╭──

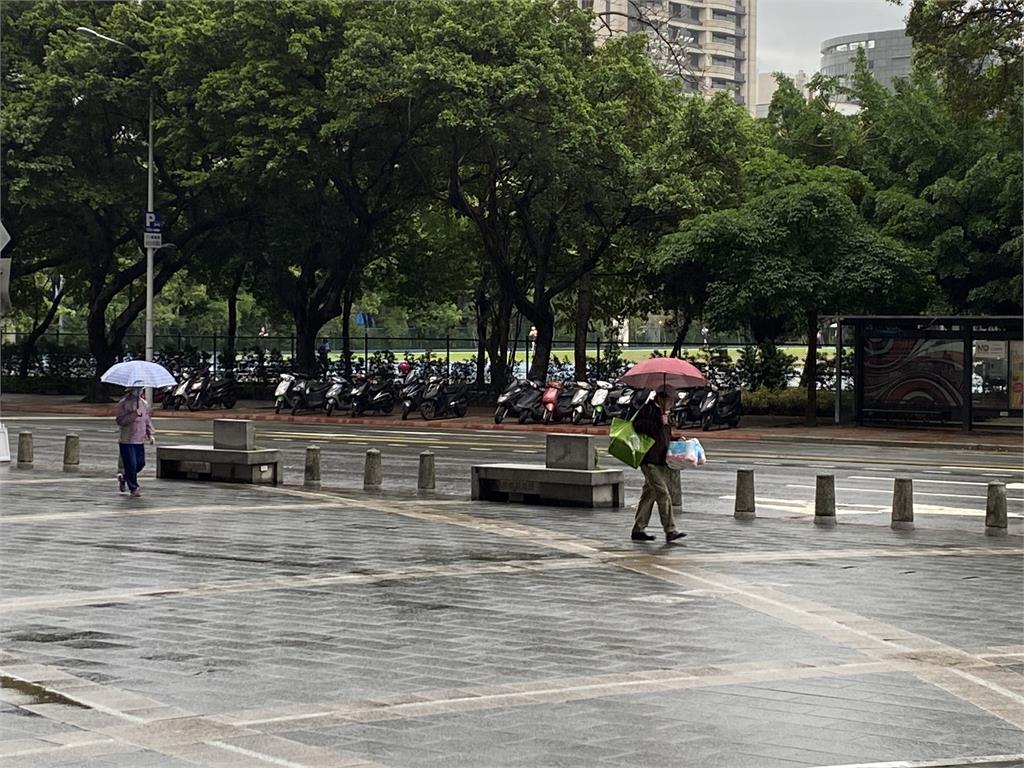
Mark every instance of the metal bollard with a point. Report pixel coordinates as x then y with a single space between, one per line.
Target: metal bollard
71 453
426 479
676 489
995 509
902 518
25 454
312 468
824 501
372 471
744 508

╰──

Omit all images when repeating the data above exactly.

» Result below
Mark every instance of the metal bollard with a point. Report pixel coordinates as x then y with a single space between, one per line.
Target: metal bollard
71 453
426 479
676 489
995 509
902 518
25 454
312 468
824 501
372 471
744 508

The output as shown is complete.